- _Task list_
**A.** In the passage about Tanzanian towns, when was Mbeya founded?
**B.** From the passage about Tanzanian towns, list every crop named as grown around Mbeya.
**C.** Extend the passage about Tanzanian towns, picking up right after its last sentence.

- _Selected text_
The town of Morogoro lies at the base of the Uluguru Mountains, part of the Eastern Arc chain. Its close location to the peaks makes Morogoro an important stop for hiking trips to the Uluguru Mountains. The mountains are popular for their ancient forests believed to be more than 25 million years old. The indigenous Luguru tribe offers opportunity for cultural tourism in this area.
The town is the 6th most populated town in Tanzania with a population of about 315,866 people according to the last population census.

Near the Zambian border deep in the southern highlands, the city of Mbeya is the major agricultural capital in the country’s south-west region. Large coffee and tea plantations, banana farms, and fields of cocoa are all grown around the region. Mbeya’s location also makes it an idea transit point for good travelling by road and rail between Tanzania and neighbouring Zambia and Malawi.
The town was originally founded in the 1930’s, when gold was discovered and a ‘gold rush’ ensued. But instead of running out and becoming a ghost town, Mbeya has continued to supply the country with a regular amount of gold. Its mountain views and pleasant weather make it a good stopover point for over land travelers heading south.

The town is the 5th most populated town with a population of about 385,279 people according to statistics from the 2012 national population census.

Kilwa Kisiwani
Along the southern coast of Tanzania, the ancient ruins of Kilwa Kisiwani lies amongst an encroaching jungle of mangroves and the never ending cycle of the tide. Once the very epicenter of Swahili culture and civilization, all that is left of Kilwa Kisiwani are the old building blocks of the town — fire baked limestone, coral blocks, and a few shattered tiles. The ruins are scattered around the present day Kilwa Kisiwani, whose simple mud huts provide a stark contrast to the wealthy town that Kilwa once was.

- _Extracted records_

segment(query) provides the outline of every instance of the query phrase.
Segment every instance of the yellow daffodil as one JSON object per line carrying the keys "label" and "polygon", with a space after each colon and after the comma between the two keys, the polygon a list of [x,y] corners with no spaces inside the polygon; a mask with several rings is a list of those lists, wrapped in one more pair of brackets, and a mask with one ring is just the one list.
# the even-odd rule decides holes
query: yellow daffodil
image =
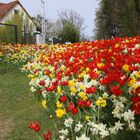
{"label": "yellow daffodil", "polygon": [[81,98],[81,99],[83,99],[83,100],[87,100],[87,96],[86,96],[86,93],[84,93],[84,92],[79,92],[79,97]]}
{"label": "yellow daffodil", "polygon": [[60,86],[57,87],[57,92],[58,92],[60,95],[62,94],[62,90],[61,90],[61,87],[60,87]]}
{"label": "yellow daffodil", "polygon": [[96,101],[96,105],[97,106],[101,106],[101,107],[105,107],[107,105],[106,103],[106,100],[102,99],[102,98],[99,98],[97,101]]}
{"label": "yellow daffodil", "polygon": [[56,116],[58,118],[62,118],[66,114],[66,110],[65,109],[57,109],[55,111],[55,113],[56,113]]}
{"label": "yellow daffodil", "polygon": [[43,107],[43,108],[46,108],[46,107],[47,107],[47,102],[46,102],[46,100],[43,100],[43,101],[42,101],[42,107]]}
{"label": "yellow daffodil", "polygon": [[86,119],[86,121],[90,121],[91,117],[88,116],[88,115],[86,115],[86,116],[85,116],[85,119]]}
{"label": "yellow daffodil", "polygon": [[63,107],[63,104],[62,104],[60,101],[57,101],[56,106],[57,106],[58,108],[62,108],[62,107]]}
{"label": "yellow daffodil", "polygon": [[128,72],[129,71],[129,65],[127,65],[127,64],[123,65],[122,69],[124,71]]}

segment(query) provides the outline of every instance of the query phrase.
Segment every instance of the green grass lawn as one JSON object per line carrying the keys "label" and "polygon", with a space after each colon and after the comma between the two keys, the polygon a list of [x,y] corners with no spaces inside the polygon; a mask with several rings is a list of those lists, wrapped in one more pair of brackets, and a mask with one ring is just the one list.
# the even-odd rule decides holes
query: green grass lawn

--

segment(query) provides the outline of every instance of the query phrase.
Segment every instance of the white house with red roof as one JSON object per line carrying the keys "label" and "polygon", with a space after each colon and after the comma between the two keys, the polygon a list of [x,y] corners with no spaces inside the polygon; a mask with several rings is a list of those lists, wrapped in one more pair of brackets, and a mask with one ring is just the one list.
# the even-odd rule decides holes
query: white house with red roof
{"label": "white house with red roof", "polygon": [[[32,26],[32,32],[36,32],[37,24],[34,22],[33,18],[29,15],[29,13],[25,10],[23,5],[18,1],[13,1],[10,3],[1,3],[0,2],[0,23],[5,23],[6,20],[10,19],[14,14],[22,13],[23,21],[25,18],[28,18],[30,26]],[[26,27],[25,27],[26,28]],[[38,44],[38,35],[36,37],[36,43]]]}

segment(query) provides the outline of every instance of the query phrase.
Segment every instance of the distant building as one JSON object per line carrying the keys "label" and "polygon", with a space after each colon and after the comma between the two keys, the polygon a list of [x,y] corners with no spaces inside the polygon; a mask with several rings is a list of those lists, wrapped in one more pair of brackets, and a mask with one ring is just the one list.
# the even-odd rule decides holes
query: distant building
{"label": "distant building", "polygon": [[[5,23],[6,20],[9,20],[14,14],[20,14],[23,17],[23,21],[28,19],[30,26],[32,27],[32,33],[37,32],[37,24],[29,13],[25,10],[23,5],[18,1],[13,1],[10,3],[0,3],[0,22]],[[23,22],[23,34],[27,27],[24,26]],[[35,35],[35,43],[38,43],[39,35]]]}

...

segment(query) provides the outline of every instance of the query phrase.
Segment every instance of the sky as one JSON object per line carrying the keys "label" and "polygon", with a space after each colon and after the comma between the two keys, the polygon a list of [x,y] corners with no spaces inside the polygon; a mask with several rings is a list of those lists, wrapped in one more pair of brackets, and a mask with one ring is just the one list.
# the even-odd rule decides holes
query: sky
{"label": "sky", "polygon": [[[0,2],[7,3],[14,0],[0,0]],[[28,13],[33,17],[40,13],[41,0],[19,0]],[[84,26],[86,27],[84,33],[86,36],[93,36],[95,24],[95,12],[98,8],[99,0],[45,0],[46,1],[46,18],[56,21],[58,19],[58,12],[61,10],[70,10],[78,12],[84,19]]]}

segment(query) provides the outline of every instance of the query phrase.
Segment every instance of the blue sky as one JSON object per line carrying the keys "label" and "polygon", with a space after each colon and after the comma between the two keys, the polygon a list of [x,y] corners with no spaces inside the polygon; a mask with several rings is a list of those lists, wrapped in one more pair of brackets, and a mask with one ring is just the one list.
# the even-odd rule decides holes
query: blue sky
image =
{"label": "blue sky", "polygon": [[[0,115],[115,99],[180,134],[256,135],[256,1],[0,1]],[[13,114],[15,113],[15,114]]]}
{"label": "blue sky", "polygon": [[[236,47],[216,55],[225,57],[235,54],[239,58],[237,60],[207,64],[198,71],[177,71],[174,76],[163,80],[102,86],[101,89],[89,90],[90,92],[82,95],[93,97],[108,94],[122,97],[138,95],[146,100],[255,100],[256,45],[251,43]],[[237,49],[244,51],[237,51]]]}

- _Set of answers_
**A.** In the 1930s, when gold was discovered.

**B.** Coffee, tea, bananas, cocoa

**C.**
The bustling town of Kigoma is the regional capital of western Tanzania and a central port in the area. Located on the eastern shores of Lake Tanganyika, Kigoma is surrounded by rugged mountains and forests that make it a pleasing and beautiful location. Over the last decades Kigoma has gained a strong economic foothold in the region and its port is of central importance to the activities of the area.
Historically, the town was the final stop of the Central Line railway, built in the 20th century to transport agricultural goods from the African hinterland to the East African Coast. The town makes a good overland base for visits and chimpanzee safaris to both Gombe Stream National Park and Mahale Mountains National Park. Its population stood at 215,458 people by 2012 census.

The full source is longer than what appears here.